Stanislav Barabanov Stanislav Barabanov -4 years ago 134
Python Question

What algorithm to chose for binary image classification

Lets say I have two arrays in dataset:

1) The first one is array classified as (0,1) - [0,1,0,1,1,1,0.....]

2) And the second array costists of grey scale image vectors with 2500 elements in each(numbers from 0 to 300). These numbers are pixels from 50*50px images. - [[13 160 239 192 219 199 4 60..][....][....][....][....]]

The size of this dataset is quite significant (~12000 elements).
I am trying to build bery basic binary classificator which will give appropriate results. Lets say I wanna choose non deep learning but some supervised method.
Is it suitable in this case? I've already tried SVM of sklearn with various parameters. But the outcome is inappropriately inacurate and consists mainly of 1: [1,1,1,1,1,0,1,1,1,....]

What is the right approach? Isnt a size of dataset enough to get a nice result with supervised algorithm?

Answer Source

You should probably post this on cross-validated: But as a direct answer you should probably look into sequence to sequence learners as it has been clear to you SVM is not the ideal solution for this.

You should look into Markov models for sequential learning if you dont wanna go the deep learning route, however, Neural Networks have a very good track record with image classification problems.

Ideally for a Sequential learning you should try to look into Long Short Term Memory Recurrent Neural Networks, and for your current dataset see if pre-training it on an existing data corpus (Say CIFAR-10) may help.

→ Information supplied
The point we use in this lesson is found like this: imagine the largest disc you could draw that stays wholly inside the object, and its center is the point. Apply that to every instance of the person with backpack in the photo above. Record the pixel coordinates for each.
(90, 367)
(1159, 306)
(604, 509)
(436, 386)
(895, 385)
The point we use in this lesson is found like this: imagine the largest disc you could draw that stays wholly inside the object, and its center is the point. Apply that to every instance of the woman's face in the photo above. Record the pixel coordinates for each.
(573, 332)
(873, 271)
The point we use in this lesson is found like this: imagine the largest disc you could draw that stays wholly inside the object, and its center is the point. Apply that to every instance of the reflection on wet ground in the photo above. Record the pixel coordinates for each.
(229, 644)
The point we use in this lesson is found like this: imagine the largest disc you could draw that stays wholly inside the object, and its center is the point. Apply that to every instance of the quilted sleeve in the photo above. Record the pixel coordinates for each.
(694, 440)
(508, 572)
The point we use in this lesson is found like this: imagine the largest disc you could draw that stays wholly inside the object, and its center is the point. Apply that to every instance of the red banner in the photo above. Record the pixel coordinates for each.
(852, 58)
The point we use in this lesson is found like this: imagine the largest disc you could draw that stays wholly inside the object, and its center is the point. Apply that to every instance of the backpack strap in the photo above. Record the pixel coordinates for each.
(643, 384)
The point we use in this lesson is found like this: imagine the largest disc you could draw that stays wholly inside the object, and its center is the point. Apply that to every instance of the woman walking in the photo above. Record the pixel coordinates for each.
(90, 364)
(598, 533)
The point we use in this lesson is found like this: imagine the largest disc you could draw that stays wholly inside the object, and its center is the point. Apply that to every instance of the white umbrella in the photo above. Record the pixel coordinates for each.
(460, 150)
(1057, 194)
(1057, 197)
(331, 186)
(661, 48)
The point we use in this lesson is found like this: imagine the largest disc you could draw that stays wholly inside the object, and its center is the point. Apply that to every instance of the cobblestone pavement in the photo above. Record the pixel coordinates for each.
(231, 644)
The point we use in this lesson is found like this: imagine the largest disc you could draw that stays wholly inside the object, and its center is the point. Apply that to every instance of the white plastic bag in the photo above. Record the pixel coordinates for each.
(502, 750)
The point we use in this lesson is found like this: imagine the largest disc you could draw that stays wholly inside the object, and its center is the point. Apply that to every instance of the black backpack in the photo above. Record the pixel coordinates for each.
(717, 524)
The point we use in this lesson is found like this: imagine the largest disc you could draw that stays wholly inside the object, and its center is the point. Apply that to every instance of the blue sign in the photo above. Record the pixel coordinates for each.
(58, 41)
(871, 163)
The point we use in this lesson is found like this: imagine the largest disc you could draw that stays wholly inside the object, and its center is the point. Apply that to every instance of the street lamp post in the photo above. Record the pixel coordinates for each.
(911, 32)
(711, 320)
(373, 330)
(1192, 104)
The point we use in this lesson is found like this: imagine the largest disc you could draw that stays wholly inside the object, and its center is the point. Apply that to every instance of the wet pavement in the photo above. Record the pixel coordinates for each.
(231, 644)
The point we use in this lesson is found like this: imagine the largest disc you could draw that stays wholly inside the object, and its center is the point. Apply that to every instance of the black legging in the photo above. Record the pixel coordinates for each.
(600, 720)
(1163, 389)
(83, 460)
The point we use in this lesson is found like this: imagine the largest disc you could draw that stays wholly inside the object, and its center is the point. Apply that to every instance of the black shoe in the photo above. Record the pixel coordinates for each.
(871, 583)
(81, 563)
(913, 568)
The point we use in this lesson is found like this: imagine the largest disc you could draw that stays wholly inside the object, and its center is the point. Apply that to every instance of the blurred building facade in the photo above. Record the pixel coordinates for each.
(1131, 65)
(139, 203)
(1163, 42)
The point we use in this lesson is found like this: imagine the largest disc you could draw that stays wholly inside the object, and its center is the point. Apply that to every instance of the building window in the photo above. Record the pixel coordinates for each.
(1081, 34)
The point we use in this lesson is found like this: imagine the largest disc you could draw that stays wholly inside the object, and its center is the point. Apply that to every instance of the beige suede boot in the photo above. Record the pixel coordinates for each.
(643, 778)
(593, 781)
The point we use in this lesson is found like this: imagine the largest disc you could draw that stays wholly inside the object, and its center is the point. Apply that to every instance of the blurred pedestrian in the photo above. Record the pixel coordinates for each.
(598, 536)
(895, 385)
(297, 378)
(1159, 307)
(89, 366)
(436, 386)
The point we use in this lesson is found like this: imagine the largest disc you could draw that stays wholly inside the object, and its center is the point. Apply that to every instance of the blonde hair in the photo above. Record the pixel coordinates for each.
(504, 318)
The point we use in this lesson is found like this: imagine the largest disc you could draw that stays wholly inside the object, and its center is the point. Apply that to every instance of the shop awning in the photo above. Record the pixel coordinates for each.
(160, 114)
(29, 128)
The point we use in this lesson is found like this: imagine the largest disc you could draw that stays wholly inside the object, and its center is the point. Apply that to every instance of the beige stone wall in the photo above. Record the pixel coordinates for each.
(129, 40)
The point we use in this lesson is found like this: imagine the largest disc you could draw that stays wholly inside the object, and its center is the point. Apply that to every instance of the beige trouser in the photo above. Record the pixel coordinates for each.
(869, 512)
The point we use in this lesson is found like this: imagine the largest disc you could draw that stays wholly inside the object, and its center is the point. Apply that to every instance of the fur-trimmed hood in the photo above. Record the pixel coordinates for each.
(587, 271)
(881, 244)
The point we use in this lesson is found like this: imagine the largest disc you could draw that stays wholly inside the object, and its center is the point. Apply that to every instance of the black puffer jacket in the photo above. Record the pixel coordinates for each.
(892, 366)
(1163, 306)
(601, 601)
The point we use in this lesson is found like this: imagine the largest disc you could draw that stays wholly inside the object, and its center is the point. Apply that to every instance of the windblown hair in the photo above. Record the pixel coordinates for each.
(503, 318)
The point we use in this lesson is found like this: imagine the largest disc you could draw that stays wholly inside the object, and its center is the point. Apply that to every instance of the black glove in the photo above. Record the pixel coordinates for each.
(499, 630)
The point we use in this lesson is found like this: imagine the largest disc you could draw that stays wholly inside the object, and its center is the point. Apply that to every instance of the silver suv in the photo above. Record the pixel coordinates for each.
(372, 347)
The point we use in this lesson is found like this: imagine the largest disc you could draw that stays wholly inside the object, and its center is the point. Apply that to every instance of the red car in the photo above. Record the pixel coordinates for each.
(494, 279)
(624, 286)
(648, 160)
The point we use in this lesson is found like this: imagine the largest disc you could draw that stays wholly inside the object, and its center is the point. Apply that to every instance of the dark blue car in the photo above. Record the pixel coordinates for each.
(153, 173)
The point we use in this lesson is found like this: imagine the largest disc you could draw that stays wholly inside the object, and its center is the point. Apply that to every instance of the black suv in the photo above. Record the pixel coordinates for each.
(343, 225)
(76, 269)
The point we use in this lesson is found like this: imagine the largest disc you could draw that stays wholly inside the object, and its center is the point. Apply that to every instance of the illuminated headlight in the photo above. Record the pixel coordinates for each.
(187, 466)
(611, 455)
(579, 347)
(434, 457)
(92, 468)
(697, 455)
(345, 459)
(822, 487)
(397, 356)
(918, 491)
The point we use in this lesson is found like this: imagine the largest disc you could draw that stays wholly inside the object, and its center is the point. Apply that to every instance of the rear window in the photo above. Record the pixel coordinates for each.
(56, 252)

→ Actions to take
**A.** Which rows contain the string "blurred"? Copy each of those rows in full, and treat case as significant.
**B.** What comes next in the thread on picking a binary image classification algorithm? Continue it from its final sentence.

→ Responses to the exercise
**A.**
The point we use in this lesson is found like this: imagine the largest disc you could draw that stays wholly inside the object, and its center is the point. Apply that to every instance of the blurred building facade in the photo above. Record the pixel coordinates for each.
The point we use in this lesson is found like this: imagine the largest disc you could draw that stays wholly inside the object, and its center is the point. Apply that to every instance of the blurred pedestrian in the photo above. Record the pixel coordinates for each.

**B.**
So my recomendation is give Tensorflow a try with a high level library such as Keras/SKFlow.
Neural Networks are just another tool in your machine learning repertoire and you might aswell give them a real chance.

An Edit to address your comment:
Your issue there is not a lack of data for SVM,
the SVM will work well, for a small dataset, as it will be easier for it to overfit/fit a separating hyperplane on this dataset.
As you increase your data dimensionality, keep in mind that separating it using a separating hyperplane becomes increasingly difficult[look at the curse of dimensionality].
However if you are set on doing it this way, try some dimensionality reduction such as PCA.

Although here you're bound to find another fence-off with Neural Networks, since the Kohonen Self Organizing Maps do this task beautifully, you could attempt to project your data in a lower dimension therefore allowing the SVM to separate it with greater accuracy.
I still have to stand by saying you may be using the incorrect approach.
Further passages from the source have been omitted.